Consigne 1:
Pouvez-vous traduire en anglais cette phrase du passage sur la lecture à l'écran : « Les usagers se plaignent souvent de la fatigue visuelle engendrée par l’écran. » ?
Consigne 2:
Pourriez-vous reprendre le passage sur la lecture à l'écran et en poursuivre la rédaction à partir de sa dernière phrase ?

Enfin, pour le lecteur en quête d’une référence précise, les modules de recherche permettent de lancer une recherche en texte intégral, une recherche sur les différents index ou une recherche croisée plus précise prenant en compte différents types d’informations. Cette utilisation donne toute sa raison d’être à l’édition électronique et à la sémantisation de l’information.
B. Visualiser l’information
La lecture sur écran n’est pas encore aisée et constitue le principal défaut actuel de l’édition électronique. Les usagers se plaignent souvent de la fatigue visuelle engendrée par l’écran. Il est donc important de faciliter le processus de lecture, en pensant à ces difficultés.
Lorsque le texte est affiché sur toute la largeur de l’écran, le lecteur se fatigue trop vite, le nombre de signes étant trop important. Pour une lecture fluide, une ligne de texte comporte entre 90 et 100 caractères espaces inclus au maximum. Dans la partie de la page réservée au texte, la barre de navigation verticale à gauche de l’écran engendre une rupture dans la lecture, car l’œil, au moment du changement de ligne, est attiré par cette barre de navigation. C’est pourquoi il est préférable de placer le texte au milieu de la page encadré par deux bandes verticales vierges de texte plus ou moins grandes en fonction de la résolution de l’écran. Tandis que dans l’édition papier, l’habitude était d’occuper le plus de place possible sur le support pour diminuer les coûts de fabrication, dans l’édition électronique, passée une première impression de perte de repères, le lecteur se rend vite compte du confort de lecture induit par l’importance du blanc sur la page. La barre de navigation essentielle pour le passage entre les différentes parties de la publication trouve sa place à l’horizontal en haut de la page. De cette façon, le lecteur qui opte pour la lecture linéaire pourra le faire avec un confort visuel optimal.
Le passage au support électronique inclut une réflexion sur la typographie du texte45. Ainsi, les polices de caractère dites serif utilisées habituellement pour le papier sont moins adéquates pour l’écran qu’une police sans serif, telle qu’Arial dans une taille standard. Sa simplicité et les formes de ses lettres permettent une visualisation aisée sur un écran. Il est intéressant de noter qu’habituellement, ce genre de police n’est utilisé que pour les titres ou les descriptions brèves, car peu adapté à la lecture de longs textes. L’écart entre les lignes est équivalent au standard du support papier, soit entre une ligne et une ligne et demi.

Extrait de données:
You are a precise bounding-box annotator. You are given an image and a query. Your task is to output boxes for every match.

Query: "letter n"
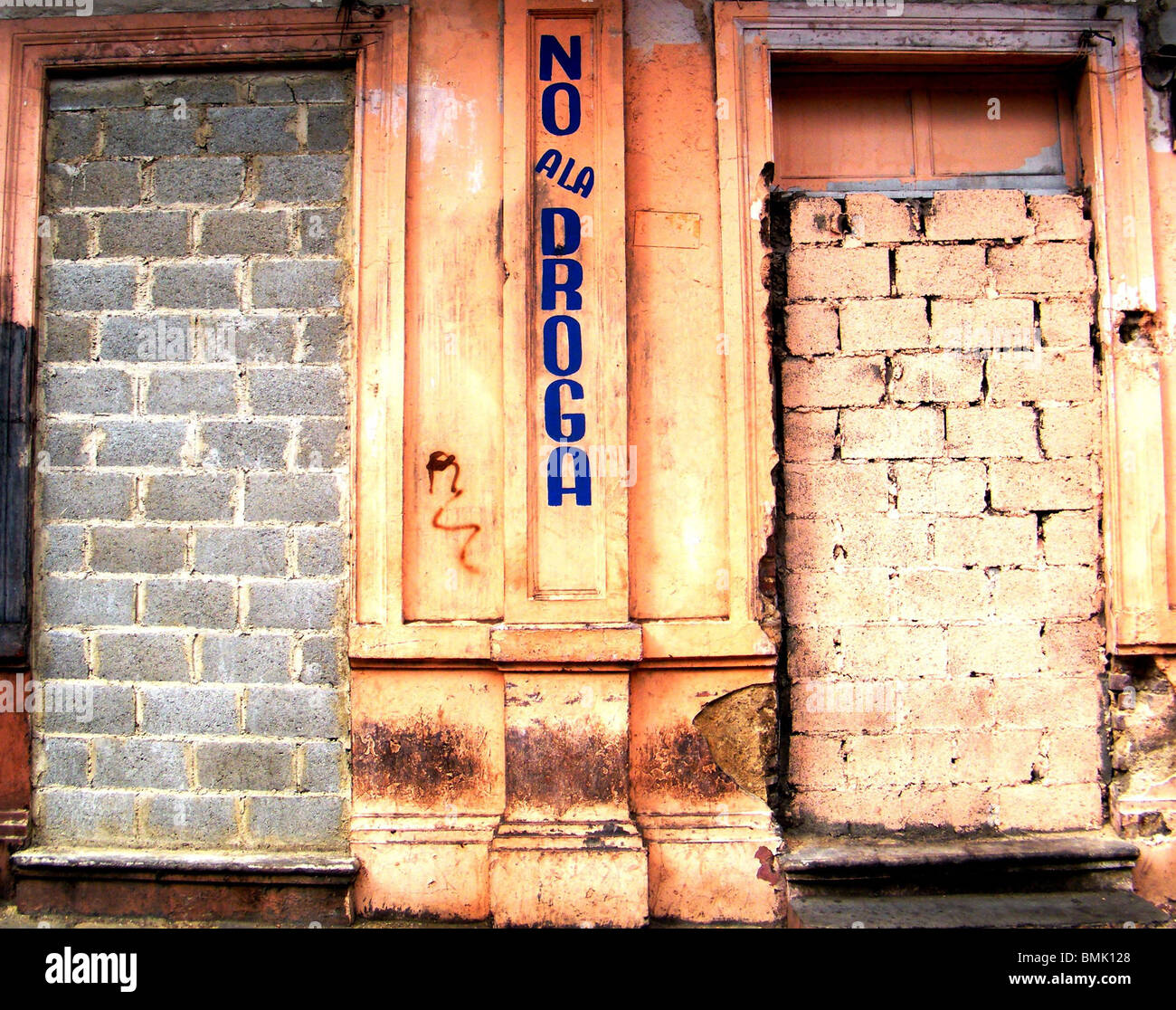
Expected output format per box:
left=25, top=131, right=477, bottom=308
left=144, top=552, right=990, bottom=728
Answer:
left=538, top=35, right=581, bottom=81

Résultat 1:
Users often complain about the eye strain caused by the screen.

Résultat 2:
Enfin, le support électronique impose un minimum de graphisme. Il ne faut pas oublier que, dans l’environnement du web, ce n’est pas la textualité qui est essentielle au premier abord mais l’image. Cependant le graphisme doit se mettre au service de l’information et non l’inverse. Sans alourdir graphiquement la page pour attirer des internautes, ce qui risquerait de détourner l’attention du lecteur, on peut utiliser le graphisme pour aider à la mise en valeur du texte. Si nous prenons l’exemple de l’édition des édits de pacification sur le site de l’École des chartes46, la page-écran est entourée d’un cadre noir, avant tout conçu pour des raisons esthétiques, mais qui aide le lecteur dans le processus de lecture en reproduisant l’environnement visuel d’une page d’un livre. De la même manière, l’association d’un fond d’écran clair et d’une police de caractère foncée est plus reposante pour les yeux.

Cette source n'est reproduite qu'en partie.